CONSIGNE DE L'EXERCICE - Dans le passage sur l'interprétation des rêves, réécrivez plus brièvement le paragraphe qui commence par « Il est aussi possible de lire un rêve », s'il vous plaît, en gardant ses idées principales.
#### EXTRAIT DU TEXTE ####
Interprétation au plan du sujet et rôle du groupe
Jung prenait d’abord le rêve comme drame intérieur dans lequel le rêveur et les acteurs interagissaient comme autant d’éléments de la personnalité du sujet. Drame — action — relation — dont le rêveur se doit de prendre conscience, pour un projet dont l’objectif est à jamais inconnu, soit dit en passant. C’est ce que Jung nommait interprétation au « plan du sujet ».
Il est aussi possible de lire un rêve au « plan de l’objet ». Dans ce cas, les acteurs sont des éléments de la vie objective du rêveur, mais une telle interprétation, outre qu’elle renforce souvent les projections faites sur des tiers, confère à la conscience une puissance et une tendance à la domination qui peut poser problème. La lecture des rêves nous apprend à faire le deuil d’une volonté de compréhension qui n’est qu’un des aspects d’une volonté de toute-puissance bien souvent néfaste à notre immersion dans le monde. La conscience ne domine pas les éléments, elle en est issue et comme une île volcanique surgie des flots elle grandit grâce au matériaux en fusion qui lui vienne de la profondeur. Elle en est construite, elle en dépend.
Pourtant si nous étudions attentivement la lecture que Daniel fait des rêves de Nabuchodonosor et de la vision de Balthazar, nous constatons qu’il se situe au plan de l’objet. Le roi est au centre de la scène et les éléments du rêve sont pris comme autant de représentations de ce qui se passe dans le royaume et auprès de ses sujets.
Une telle interprétation est-elle due au fait que nous sommes en présence d’êtres exceptionnels, les rois de Babylone ? Partiellement, oui.
Si nous revenons au contexte de ces époques, au 7ème siècle av. J.-C., la cosmogonie en place, avant l’émergence du monothéisme, situe le roi comme principal média entre les dieux et la masse indifférenciée des sujets du royaume. Autant dire que la conscience individuelle n’existe pas, c’est le roi, investi par les dieux, qui tient lieu de conscience pour tous. Ce qui revient à dire que, hormis le roi, nulle conscience n’existe, seul un gigantesque maelström d’où surgira bientôt Yavhé.
#### DONNÉES EXTRAITES ####
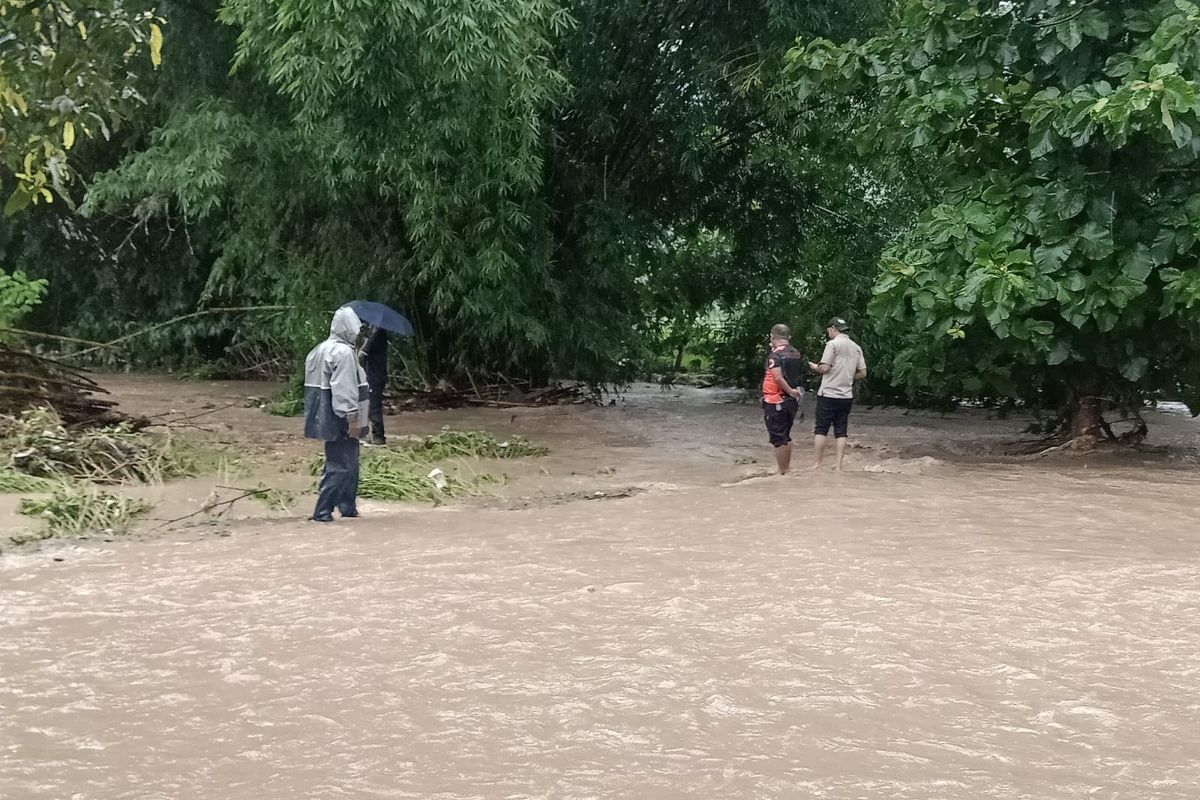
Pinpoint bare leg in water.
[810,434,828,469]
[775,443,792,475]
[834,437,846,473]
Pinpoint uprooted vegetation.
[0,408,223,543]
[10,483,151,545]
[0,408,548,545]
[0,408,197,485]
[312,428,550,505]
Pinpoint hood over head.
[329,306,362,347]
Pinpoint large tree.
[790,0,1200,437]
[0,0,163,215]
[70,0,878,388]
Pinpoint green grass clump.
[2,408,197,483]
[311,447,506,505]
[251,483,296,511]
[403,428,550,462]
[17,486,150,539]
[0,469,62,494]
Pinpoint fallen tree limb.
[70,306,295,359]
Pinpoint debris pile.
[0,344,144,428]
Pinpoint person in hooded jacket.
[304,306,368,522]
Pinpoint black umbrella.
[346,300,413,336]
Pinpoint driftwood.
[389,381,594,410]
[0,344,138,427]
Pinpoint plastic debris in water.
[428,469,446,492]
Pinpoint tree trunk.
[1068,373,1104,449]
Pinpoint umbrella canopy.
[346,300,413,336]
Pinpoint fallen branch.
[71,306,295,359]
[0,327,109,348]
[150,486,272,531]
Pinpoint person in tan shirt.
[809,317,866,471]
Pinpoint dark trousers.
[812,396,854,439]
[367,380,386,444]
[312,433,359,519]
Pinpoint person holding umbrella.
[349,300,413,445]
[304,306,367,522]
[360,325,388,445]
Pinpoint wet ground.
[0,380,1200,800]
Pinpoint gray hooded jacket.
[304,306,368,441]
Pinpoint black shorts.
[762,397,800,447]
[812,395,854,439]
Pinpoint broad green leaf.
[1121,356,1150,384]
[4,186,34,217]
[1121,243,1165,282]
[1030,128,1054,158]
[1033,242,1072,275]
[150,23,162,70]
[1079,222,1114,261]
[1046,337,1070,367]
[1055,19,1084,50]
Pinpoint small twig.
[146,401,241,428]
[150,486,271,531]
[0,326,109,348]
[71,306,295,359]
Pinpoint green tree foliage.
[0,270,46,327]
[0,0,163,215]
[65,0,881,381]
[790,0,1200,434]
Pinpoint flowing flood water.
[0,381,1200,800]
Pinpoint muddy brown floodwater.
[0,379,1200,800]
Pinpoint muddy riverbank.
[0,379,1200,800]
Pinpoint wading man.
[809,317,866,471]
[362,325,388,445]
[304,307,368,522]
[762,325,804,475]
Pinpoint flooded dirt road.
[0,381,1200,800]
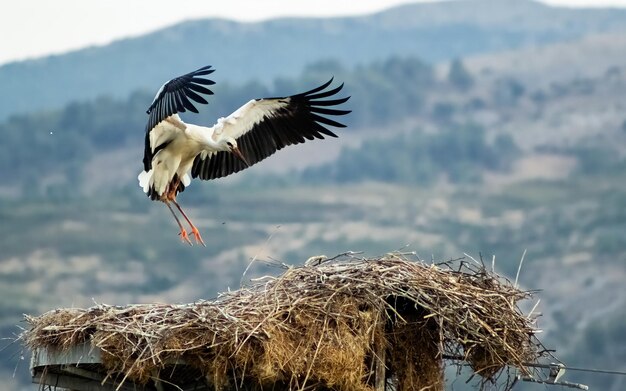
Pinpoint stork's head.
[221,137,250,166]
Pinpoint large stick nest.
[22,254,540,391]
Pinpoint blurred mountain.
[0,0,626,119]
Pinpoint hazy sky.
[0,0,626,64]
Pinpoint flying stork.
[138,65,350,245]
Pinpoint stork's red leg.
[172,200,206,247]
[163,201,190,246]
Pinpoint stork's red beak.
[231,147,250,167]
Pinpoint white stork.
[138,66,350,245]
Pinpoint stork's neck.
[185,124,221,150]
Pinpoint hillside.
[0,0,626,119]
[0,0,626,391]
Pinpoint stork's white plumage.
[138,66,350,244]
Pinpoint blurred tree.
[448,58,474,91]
####
#### DONNÉES EXTRAITES ####
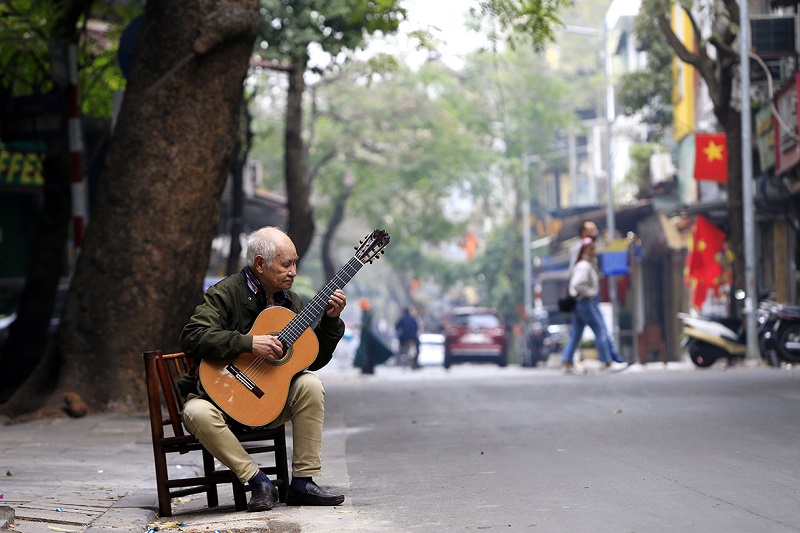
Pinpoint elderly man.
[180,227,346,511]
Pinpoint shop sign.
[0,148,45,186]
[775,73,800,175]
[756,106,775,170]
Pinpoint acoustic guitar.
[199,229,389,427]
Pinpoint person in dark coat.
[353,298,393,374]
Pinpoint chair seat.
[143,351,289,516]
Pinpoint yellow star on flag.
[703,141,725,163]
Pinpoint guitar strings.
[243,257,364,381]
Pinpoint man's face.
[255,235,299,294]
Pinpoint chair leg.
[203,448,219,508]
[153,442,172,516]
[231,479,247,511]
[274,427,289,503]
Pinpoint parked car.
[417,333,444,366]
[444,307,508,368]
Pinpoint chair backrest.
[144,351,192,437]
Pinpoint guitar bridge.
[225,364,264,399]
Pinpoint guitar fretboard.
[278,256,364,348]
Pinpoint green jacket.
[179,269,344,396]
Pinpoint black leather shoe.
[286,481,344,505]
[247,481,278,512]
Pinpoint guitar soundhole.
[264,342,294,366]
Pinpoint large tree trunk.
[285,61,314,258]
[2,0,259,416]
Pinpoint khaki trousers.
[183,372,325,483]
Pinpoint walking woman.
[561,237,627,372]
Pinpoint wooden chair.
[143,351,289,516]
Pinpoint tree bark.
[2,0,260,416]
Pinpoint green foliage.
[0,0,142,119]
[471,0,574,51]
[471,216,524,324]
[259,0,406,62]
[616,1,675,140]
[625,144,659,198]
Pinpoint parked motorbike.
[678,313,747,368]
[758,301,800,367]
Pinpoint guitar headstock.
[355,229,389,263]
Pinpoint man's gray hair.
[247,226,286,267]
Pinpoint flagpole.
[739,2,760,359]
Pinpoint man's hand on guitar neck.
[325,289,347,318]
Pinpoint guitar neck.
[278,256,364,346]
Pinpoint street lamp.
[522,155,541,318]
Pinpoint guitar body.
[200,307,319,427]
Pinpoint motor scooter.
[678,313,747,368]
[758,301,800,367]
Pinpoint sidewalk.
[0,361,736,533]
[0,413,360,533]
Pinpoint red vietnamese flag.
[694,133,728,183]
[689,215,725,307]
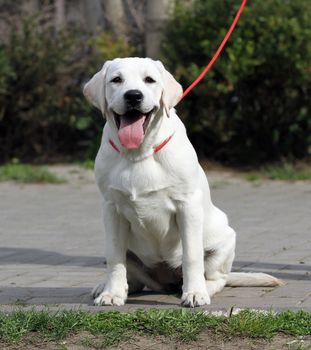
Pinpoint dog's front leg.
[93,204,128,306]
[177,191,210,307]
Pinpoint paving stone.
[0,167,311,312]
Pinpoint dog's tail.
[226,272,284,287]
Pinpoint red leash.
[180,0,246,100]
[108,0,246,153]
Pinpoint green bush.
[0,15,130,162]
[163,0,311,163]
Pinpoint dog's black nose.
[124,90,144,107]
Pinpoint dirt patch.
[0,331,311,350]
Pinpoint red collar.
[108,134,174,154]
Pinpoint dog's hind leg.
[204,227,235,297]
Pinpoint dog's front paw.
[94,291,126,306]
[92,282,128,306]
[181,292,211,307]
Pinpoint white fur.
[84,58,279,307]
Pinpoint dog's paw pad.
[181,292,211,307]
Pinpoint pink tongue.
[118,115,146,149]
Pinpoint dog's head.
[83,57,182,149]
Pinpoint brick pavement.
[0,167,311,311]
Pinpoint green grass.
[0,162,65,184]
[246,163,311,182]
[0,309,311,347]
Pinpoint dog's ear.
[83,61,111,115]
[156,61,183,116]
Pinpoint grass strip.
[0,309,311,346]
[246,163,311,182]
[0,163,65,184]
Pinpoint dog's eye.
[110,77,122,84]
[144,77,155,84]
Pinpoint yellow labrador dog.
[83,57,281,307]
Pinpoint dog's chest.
####
TÂCHE TERMINÉE - On peut aussi lire un rêve au « plan de l'objet ». Les acteurs y représentent alors des éléments de la vie objective du rêveur. Cette lecture renforce souvent les projections sur des tiers. Elle donne aussi à la conscience une puissance et un penchant à dominer qui posent problème. Lire les rêves apprend à renoncer à une volonté de comprendre qui n'est qu'un aspect d'une volonté de toute-puissance, souvent nuisible à notre immersion dans le monde. La conscience ne domine pas les éléments : elle en est issue. Comme une île volcanique, elle grandit grâce à la matière en fusion venue des profondeurs. Elle en est construite et en dépend.